— Source text —
═══

She got Feel The Dream, her first broodmare, in 1991, and for a few years she combined riding with breeding one foal a year. But by 1997, Haymon was feeling the effects of having broken her back twice in skiing accidents in the ’80s. That’s when she stopped riding and decided to hone her focus on breeding.
“It’s worked out to be even more important to me than the riding was. I didn’t realize how rewarding this was going to be. I always loved my job in the nurseries with infants, and I can’t live without horses, so it was kind of a natural evolution to put the two together,” she said.
Going To Graduate School
Haymon jumped head first into the dressage breeding world. She went to Scott and Susanne Hassler—then at Hilltop Farm—for guidance. “You couldn’t ask for better teachers. They helped me tremendously,” she said.
“We recognized right away that Maryanna was passionate about her mares and dedicated to producing the best foals she could,” said Susanne. “She has clearly invested herself in not just learning about today’s influential bloodlines but also in experiencing them through her foals, both in this country and in Germany. This investment has provided great depth and vision for her breeding program.”
In 2000, Haymon traveled to Germany for a two-week mare and foal breed orientation course. “It’s an in-depth course of teaching what’s working, what to look for, what the standards are, what bloodlines work well together, what bloodlines don’t nick, all kinds of things,” Haymon said.
As part of the course, she went to the national state stud for Hanoverians and saw portions of the 100-day test for stallions. “We got to see mare performance tests with the jump chute, and we sat through a foal auction of almost 200 foals with the course instructor making comments on each one. We got enormous volumes of material to bring home,” she said.
Haymon then took that education and built a broodmare herd that suited her vision. “I think breeding today has gone so far to the left in getting the light, refined, hot, sensitive horse,” she said. “I wanted to aim for horses that are heavier but have engine and athletic ability.”
Her 2010 colt Flavius MF (Fidertanz—Diora, DeNiro) reflects that philosophy. “He’s a tank, but he’s got power, suspension and elasticity,” Haymon said. Flavius was one of the three offspring who brought the Breeder’s Group class win to Haymon at the 2010 Dressage At Devon.

═══

— Annotation dataset entries —
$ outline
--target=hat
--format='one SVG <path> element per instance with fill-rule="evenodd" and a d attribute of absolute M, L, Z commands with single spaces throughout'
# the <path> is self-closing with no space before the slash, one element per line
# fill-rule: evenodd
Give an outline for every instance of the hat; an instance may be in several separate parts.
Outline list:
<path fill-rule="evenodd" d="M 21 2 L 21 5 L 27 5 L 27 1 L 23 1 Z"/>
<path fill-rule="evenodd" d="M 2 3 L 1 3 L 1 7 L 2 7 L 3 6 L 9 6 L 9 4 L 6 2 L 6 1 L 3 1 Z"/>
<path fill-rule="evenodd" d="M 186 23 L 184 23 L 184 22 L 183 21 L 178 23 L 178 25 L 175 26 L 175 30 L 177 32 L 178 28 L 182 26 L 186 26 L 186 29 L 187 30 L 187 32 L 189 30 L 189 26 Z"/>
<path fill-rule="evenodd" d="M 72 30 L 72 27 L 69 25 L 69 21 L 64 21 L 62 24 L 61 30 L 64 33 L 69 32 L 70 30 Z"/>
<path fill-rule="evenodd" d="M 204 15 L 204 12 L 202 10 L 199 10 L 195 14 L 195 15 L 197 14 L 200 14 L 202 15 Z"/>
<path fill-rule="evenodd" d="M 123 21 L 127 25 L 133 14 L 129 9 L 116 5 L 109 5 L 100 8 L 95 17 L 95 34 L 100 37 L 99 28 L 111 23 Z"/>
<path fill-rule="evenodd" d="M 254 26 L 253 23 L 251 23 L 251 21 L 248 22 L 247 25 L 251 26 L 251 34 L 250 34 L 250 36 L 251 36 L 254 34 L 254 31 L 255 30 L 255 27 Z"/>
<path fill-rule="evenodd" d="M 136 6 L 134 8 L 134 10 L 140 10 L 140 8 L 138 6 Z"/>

═══

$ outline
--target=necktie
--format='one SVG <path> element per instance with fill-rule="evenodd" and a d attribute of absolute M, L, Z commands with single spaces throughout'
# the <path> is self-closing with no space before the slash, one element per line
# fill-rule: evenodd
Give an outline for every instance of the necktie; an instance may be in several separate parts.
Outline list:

═══

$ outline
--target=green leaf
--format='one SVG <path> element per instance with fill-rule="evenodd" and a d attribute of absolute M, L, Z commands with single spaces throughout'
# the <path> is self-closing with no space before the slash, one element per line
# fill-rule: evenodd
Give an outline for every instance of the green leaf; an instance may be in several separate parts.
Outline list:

═══

— Set of tasks —
• A. Set down everything in the article on Haymon's dressage breeding from "Haymon then took" down to "Dressage At Devon.", copying it word for word.
• B. According to the article on Haymon's dressage breeding, in what year did she travel to Germany for the mare and foal breed orientation course?
• C. Extend the article on Haymon's dressage breeding past its final sentence.

— Task-by-task answers —
• A.
Haymon then took that education and built a broodmare herd that suited her vision. “I think breeding today has gone so far to the left in getting the light, refined, hot, sensitive horse,” she said. “I wanted to aim for horses that are heavier but have engine and athletic ability.”
Her 2010 colt Flavius MF (Fidertanz—Diora, DeNiro) reflects that philosophy. “He’s a tank, but he’s got power, suspension and elasticity,” Haymon said. Flavius was one of the three offspring who brought the Breeder’s Group class win to Haymon at the 2010 Dressage At Devon.

• B. 2000

• C.
Haymon had volunteered at the 1996 Atlanta Olympic Games and paid attention to the pedigrees of all the horses competing there. One of the things that struck her even then was that Grande showed up in the pedigrees of the top horses across the disciplines.
“It might not have been in first generation, but it was there,” she said. “So we started looking for a Grande direct daughter.”
And soon enough, they found Flavius’ dam, Diora, who is out of a Grande mare.
Finding Her Prince
The final piece of Haymon’s breeding puzzle fell into place in 2004, when she bought Don Principe. She’d seen the black stallion in 2001 in Germany, just after he’d been rejected from the Hanoverian 2-year-old stallion licensing. But Haymon liked his looks and knew he had late-maturing bloodlines.
Unfortunately, Don Principe (Donnerhall—SPS Papagena) wasn’t for sale at that time. But by 2004, the stars aligned.
“We decided after a year when we spent $36,000 in stud fees that buying a stallion was probably the way to go,” Haymon said. “Our broodmare band was mostly R line, and I wanted a G line son. I had hoped for a Donnerhall direct son, since he’d just passed away. We went over, and Don Principe was the first stallion we looked at. I told my husband, ‘We’re buying this one.’ ”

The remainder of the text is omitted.